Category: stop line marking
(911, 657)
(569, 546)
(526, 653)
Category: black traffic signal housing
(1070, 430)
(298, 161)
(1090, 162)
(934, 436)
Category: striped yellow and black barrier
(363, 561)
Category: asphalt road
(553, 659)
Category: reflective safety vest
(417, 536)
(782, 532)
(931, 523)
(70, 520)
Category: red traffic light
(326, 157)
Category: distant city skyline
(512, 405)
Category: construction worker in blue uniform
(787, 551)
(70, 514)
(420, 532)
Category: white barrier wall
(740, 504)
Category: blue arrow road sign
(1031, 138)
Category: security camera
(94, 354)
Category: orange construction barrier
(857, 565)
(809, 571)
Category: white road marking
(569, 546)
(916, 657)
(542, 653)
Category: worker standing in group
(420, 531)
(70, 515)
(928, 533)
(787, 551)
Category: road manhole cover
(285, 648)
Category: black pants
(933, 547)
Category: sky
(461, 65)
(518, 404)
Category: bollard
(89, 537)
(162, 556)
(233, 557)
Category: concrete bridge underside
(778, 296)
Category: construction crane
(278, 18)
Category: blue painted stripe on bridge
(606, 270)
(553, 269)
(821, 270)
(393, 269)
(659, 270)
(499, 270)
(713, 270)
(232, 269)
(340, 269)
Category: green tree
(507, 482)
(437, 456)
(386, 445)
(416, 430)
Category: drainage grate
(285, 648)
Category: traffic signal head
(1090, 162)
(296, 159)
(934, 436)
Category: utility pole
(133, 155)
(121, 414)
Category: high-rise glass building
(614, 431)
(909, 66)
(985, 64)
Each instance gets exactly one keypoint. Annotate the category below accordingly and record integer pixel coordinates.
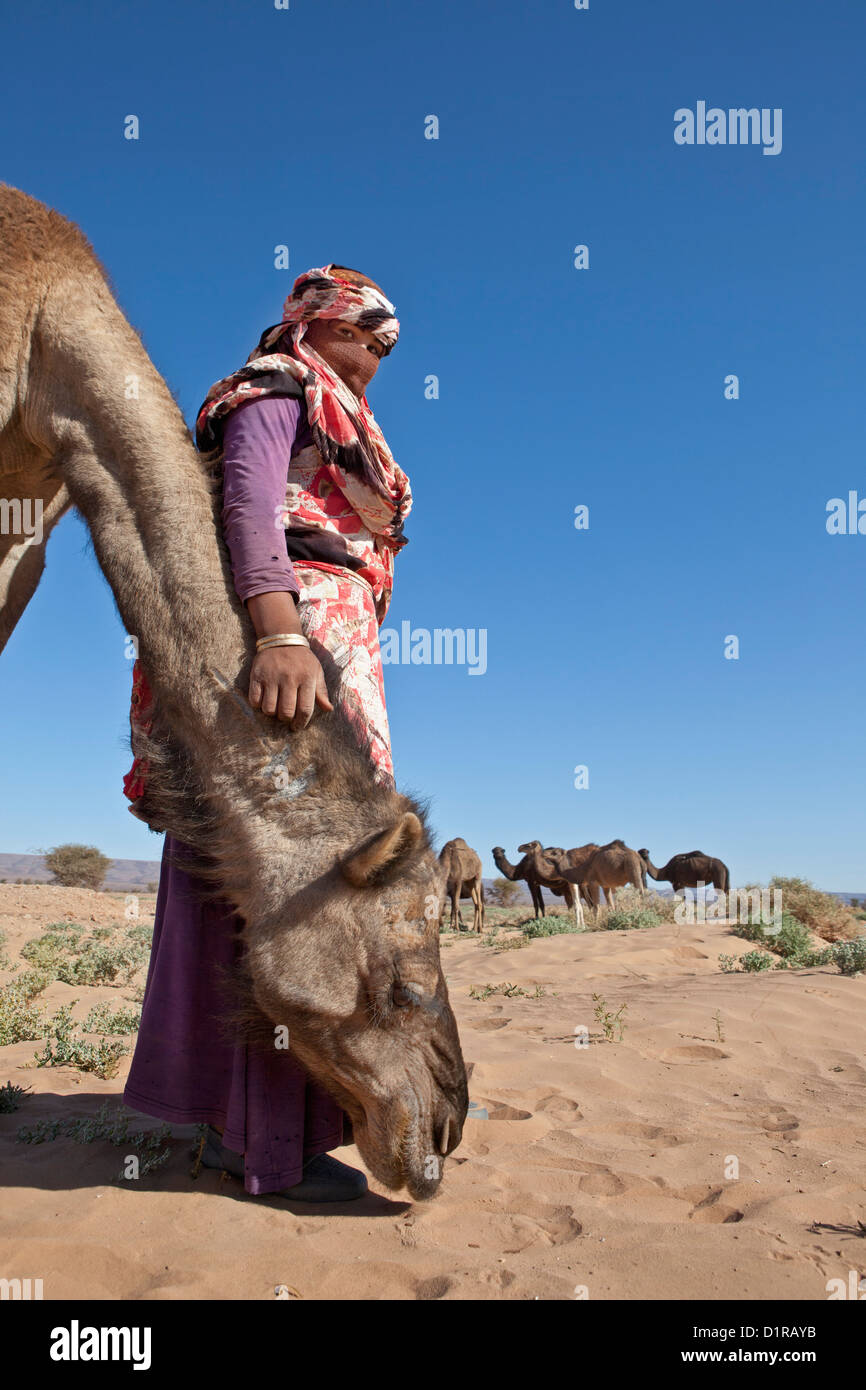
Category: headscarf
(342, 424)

AIM OF THE TASK
Please give a word-for-word transcript of the lines from the one holding "Category: blue arrow road sign" through the final line of the entries, both ends kept, with no pictures.

EXERCISE RESULT
Category: blue arrow road sign
(1031, 138)
Category: security camera
(94, 354)
Category: orange construction barrier
(857, 565)
(809, 571)
Category: white road marking
(569, 546)
(916, 657)
(542, 653)
Category: worker standing in group
(420, 531)
(70, 515)
(928, 533)
(787, 551)
Category: road manhole cover
(285, 648)
Category: black pants
(933, 547)
Category: sky
(461, 65)
(518, 404)
Category: bollard
(89, 537)
(162, 556)
(233, 557)
Category: concrete bridge underside
(778, 296)
Category: construction crane
(278, 18)
Category: blue painted stripe on bridge
(606, 270)
(553, 269)
(821, 270)
(393, 269)
(659, 270)
(499, 270)
(713, 270)
(232, 269)
(340, 269)
Category: green tree
(507, 482)
(437, 456)
(386, 445)
(416, 430)
Category: drainage grate
(285, 648)
Category: traffic signal head
(1090, 162)
(296, 159)
(934, 436)
Category: utility pole
(133, 155)
(121, 414)
Category: high-rise glass building
(614, 431)
(909, 66)
(985, 64)
Each instance gets exactly one keypoint. Annotate the category below accordingly and record integer pixel coordinates.
Category: headscarf
(342, 424)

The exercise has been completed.